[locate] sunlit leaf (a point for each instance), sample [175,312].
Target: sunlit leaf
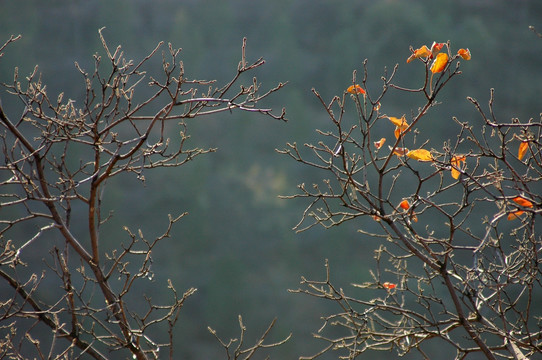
[523,149]
[388,285]
[464,53]
[456,165]
[400,125]
[435,48]
[420,155]
[522,201]
[514,215]
[418,53]
[378,144]
[440,63]
[397,121]
[355,89]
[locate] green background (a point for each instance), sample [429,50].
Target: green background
[237,245]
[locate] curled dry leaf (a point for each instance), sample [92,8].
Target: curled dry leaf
[420,155]
[378,144]
[419,53]
[464,53]
[522,201]
[440,63]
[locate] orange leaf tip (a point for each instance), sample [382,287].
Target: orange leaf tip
[419,53]
[378,144]
[420,155]
[522,201]
[355,89]
[440,63]
[436,47]
[464,53]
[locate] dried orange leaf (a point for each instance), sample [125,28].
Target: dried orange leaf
[456,165]
[464,53]
[355,89]
[388,285]
[400,125]
[436,47]
[378,144]
[523,149]
[440,63]
[397,121]
[418,53]
[420,155]
[514,215]
[522,201]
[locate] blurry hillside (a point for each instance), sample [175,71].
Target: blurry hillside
[237,246]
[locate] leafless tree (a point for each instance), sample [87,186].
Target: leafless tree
[59,154]
[458,260]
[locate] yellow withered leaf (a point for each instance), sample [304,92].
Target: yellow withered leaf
[420,155]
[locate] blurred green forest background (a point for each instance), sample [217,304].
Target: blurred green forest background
[237,245]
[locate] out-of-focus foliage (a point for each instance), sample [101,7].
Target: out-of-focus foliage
[227,247]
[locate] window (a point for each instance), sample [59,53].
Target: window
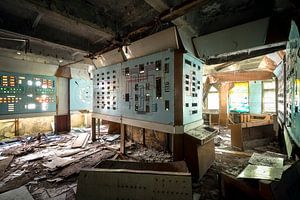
[213,99]
[238,97]
[269,98]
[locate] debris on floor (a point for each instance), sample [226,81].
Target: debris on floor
[48,166]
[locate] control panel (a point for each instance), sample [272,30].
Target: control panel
[143,88]
[280,73]
[192,89]
[25,93]
[81,94]
[293,85]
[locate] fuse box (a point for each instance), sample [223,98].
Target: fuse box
[26,93]
[149,88]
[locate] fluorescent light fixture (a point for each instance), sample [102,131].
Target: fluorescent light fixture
[44,106]
[31,106]
[38,83]
[29,82]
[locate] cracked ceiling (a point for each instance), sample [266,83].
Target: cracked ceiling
[95,25]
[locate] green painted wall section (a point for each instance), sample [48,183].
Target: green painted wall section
[255,97]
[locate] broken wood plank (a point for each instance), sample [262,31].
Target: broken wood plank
[19,193]
[88,162]
[237,153]
[4,164]
[81,140]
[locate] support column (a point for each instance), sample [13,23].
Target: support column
[93,129]
[223,102]
[122,142]
[177,146]
[62,117]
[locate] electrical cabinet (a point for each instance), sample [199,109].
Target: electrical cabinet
[81,94]
[26,93]
[164,87]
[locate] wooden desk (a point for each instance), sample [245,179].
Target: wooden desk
[251,134]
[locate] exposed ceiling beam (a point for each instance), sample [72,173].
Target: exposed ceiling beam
[245,54]
[52,25]
[161,6]
[170,14]
[182,9]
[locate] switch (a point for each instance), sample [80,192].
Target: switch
[167,105]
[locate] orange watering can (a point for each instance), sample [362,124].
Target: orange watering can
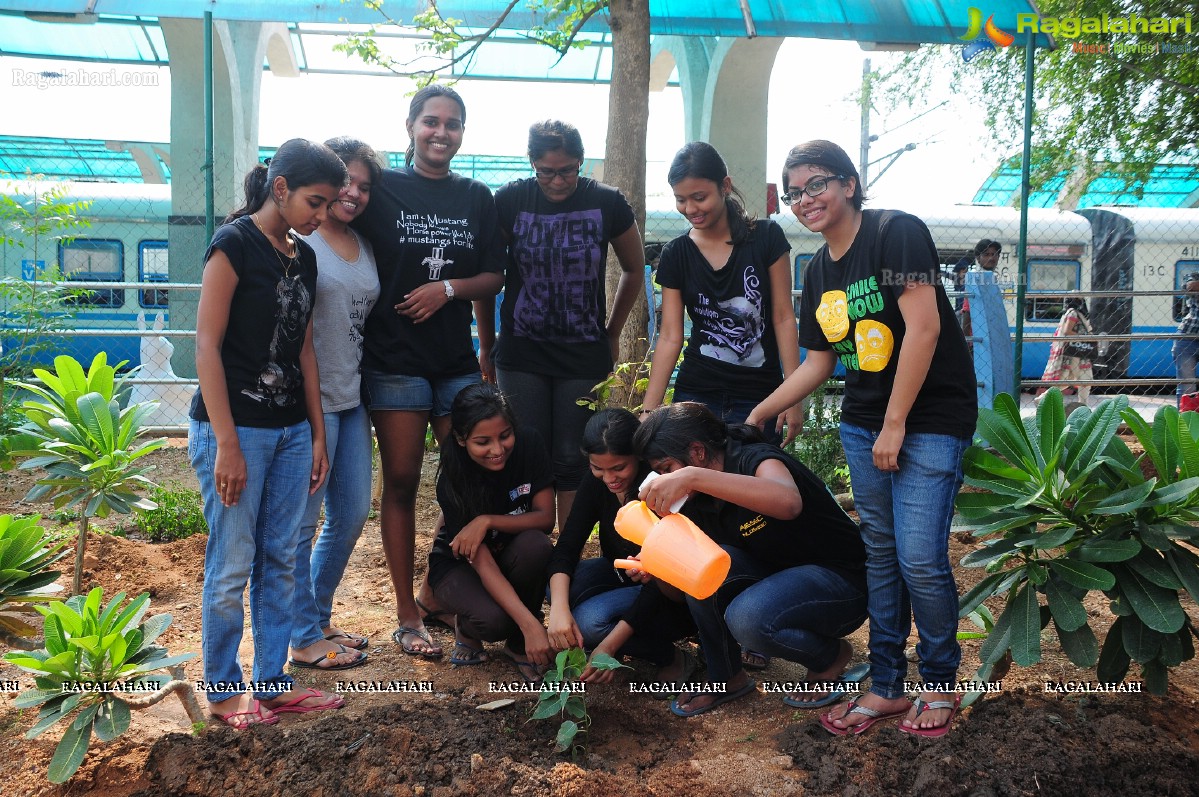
[673,549]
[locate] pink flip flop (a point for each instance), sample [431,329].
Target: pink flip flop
[861,728]
[933,705]
[294,707]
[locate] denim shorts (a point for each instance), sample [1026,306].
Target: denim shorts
[413,393]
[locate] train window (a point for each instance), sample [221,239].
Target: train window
[1181,269]
[94,260]
[152,269]
[1050,276]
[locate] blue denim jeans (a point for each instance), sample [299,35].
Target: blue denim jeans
[729,410]
[347,499]
[549,404]
[799,614]
[905,519]
[253,541]
[598,601]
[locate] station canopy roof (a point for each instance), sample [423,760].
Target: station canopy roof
[126,31]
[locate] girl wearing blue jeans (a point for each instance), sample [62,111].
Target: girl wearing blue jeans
[796,584]
[257,438]
[347,289]
[873,301]
[592,604]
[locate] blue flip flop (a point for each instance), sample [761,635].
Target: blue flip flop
[851,676]
[721,699]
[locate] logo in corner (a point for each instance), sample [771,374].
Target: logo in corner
[994,35]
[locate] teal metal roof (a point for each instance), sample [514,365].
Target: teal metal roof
[1172,183]
[126,31]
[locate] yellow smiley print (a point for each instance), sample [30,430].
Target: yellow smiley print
[832,315]
[874,345]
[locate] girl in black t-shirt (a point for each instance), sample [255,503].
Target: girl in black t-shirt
[488,561]
[796,584]
[592,604]
[257,436]
[873,301]
[556,339]
[733,277]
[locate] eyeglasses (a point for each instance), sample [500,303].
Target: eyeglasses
[568,173]
[815,187]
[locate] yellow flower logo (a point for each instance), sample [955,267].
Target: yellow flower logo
[874,345]
[832,315]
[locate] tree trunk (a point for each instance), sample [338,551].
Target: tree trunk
[628,120]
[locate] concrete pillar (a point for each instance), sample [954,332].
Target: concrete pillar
[238,53]
[725,84]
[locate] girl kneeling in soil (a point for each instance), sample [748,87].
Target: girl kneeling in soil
[257,438]
[495,487]
[594,605]
[797,580]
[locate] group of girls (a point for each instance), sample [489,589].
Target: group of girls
[371,324]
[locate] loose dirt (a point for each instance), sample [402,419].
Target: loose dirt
[435,742]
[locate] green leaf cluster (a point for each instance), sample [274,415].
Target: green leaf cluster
[558,700]
[1066,509]
[26,553]
[95,658]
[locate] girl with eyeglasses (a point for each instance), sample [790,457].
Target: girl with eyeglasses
[731,275]
[556,340]
[435,239]
[873,301]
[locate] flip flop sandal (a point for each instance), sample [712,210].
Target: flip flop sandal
[433,616]
[721,699]
[933,705]
[833,692]
[861,728]
[474,654]
[360,641]
[255,716]
[319,664]
[403,631]
[294,707]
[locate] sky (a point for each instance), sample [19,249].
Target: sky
[811,96]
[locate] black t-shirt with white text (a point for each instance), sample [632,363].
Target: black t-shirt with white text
[553,319]
[731,345]
[426,230]
[269,318]
[850,306]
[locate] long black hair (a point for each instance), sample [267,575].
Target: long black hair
[297,161]
[700,159]
[417,104]
[670,432]
[461,474]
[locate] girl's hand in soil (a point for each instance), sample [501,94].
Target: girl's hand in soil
[564,632]
[468,541]
[537,647]
[229,474]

• • • • •

What to do
In the reply, give again exactly the lines from the beginning of the entries above through the line with "[locate] curled dry"; pictures stay out.

Response to the exercise
[locate] sunlit leaf (a point for each instance), sample [175,312].
Target: sunlit leaf
[523,149]
[388,285]
[464,53]
[456,165]
[400,125]
[435,48]
[420,155]
[522,201]
[514,215]
[418,53]
[378,144]
[440,63]
[397,121]
[355,89]
[locate] green background (a point for each instance), sample [429,50].
Target: green background
[237,245]
[locate] curled dry leaf (a point for each instance), sample [92,8].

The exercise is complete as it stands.